→ **Entries supplied**:
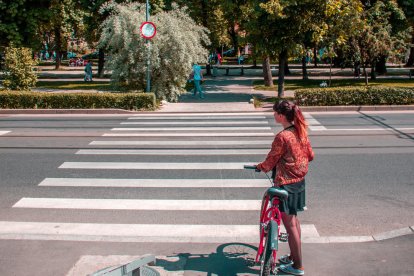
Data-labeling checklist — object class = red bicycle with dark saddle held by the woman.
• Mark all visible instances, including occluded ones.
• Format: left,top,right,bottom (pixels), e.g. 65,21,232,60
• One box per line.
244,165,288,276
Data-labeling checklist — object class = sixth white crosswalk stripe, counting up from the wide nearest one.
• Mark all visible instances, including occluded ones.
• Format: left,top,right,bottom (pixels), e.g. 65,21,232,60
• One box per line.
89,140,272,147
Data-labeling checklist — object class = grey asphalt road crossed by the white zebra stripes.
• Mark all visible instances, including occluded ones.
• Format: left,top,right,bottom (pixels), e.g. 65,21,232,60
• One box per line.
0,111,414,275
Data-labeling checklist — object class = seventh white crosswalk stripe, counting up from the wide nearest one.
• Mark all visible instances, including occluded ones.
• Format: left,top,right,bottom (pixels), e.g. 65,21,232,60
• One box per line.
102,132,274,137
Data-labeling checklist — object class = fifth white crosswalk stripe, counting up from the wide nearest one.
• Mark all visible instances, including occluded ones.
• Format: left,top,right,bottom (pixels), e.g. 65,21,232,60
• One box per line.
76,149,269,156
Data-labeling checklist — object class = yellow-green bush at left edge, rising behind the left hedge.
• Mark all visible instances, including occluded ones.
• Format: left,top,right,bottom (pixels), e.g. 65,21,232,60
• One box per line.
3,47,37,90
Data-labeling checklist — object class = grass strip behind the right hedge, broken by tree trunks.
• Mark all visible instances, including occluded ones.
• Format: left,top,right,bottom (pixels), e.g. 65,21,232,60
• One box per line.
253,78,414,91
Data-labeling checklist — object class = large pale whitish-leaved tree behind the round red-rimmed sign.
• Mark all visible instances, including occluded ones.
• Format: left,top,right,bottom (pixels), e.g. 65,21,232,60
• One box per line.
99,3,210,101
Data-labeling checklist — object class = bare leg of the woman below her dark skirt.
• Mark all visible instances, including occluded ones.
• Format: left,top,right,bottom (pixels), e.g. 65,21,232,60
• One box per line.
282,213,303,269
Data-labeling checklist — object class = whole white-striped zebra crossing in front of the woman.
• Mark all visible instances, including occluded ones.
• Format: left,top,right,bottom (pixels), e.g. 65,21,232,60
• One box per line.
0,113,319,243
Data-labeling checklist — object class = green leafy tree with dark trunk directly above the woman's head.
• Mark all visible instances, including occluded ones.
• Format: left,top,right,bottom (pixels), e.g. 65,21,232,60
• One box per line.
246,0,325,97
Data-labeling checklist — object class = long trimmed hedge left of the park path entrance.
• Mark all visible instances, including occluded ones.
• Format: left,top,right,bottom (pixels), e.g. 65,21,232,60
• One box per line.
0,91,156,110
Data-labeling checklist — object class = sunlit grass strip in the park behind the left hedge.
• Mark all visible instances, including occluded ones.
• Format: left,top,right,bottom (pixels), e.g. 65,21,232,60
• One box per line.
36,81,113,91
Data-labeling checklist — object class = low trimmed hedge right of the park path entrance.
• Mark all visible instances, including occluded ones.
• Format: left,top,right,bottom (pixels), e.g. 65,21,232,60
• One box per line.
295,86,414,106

→ **Required work**:
Leaving the pictures out, output the material exactly as it appears.

→ **Solved exercise**:
Data-labeling checklist — object class = red bicycle with dark saddle held by the woman.
• Mark all visible instances, including occluded ones.
• Format: left,top,right,bottom (pixels), e.g. 65,21,232,60
• One box per line.
244,165,288,276
Data-labeling checklist — object class = sixth white crosswalk stripe, counting up from the wide nearest one.
• Mark all visible instances, including occluded ones.
• Format: left,top,right,bottom (pixels), e.g. 65,21,232,60
• One box per line.
89,140,272,147
Data-labeling checklist — object class = grey asphalt road crossed by the white zebra stripes.
• Mark all visible instances, including occluded ones.
• Format: left,top,right,bottom (pixels), e.g. 65,21,232,60
• One box per line.
0,111,414,275
Data-labeling checklist — object class = seventh white crosswalk stripe, counting up from the wide nearest one.
• Mark all visible instances, including occluded ones.
• Format: left,top,right,bottom (pixels), e.g. 65,21,232,60
• One box per line.
102,132,274,137
Data-labeling checklist — object class = fifth white crosswalk stripe, counting up from the wide nearest one.
• Mark all visible instances, including occluded ones.
• Format: left,top,right,bottom (pixels), e.g. 65,21,232,60
• One box per line.
76,149,269,156
Data-labeling checklist — object class = yellow-green bush at left edge, rising behind the left hedge.
• Mark all visible instances, including occluded ones.
• Format: left,top,right,bottom (pixels), e.g. 65,21,232,60
• One box per line.
3,47,37,90
Data-labeling checklist — object class = grass strip behind the right hedge, broken by tree trunks.
• Mark all visible instances, including occluded ones.
• Format: left,top,right,bottom (pixels), e.g. 65,21,232,60
• One box per line.
253,78,414,91
Data-labeling checklist — object class = large pale whitish-leaved tree behind the round red-rimmed sign.
• Mark all visible instances, including occluded ones.
• Format: left,top,right,bottom (pixels), e.g. 65,21,232,60
• One box per line.
99,3,210,101
Data-labeling checklist — object class = bare leg of the woman below her dark skirt.
• Mark all visible instances, including occluded ones.
• Format: left,top,right,bottom (pixels), e.g. 65,21,232,60
• One box per line.
282,213,303,269
Data-labeling checklist — object class = whole white-striped zebra crossing in front of the woman.
• Mark all visible instances, including occluded ones.
• Format: left,top,right,bottom (pixels), e.g. 65,21,232,60
• One box per line.
0,113,319,243
Data-labeling checklist — object class = green leafy tree with dark trunk directly above the woman's head.
• Mark all visible instances, including occluded ones.
• Format: left,top,right,bottom (pixels), e.g. 65,21,232,60
• One box per line.
246,0,325,97
Data-labeling checklist — object class = long trimmed hedge left of the park path entrance.
• Mark all visible instances, including occluded ones.
• Format: left,top,right,bottom (pixels), e.g. 65,21,232,60
• One box per line.
0,91,156,110
Data-labeling checklist — object class = sunlit grass strip in the park behind the left hedge.
• Mark all visible instances, including occluded ones.
• Format: left,top,right,bottom (pixels), e.g. 65,21,232,60
• One box per line.
36,81,113,91
Data-labeling checklist — object class = low trimmed hedge right of the park path entrance.
• Mark all visible instances, including occluded ones.
• Format: left,top,right,bottom (pixels), e.g. 65,21,232,60
• One box per line.
295,86,414,106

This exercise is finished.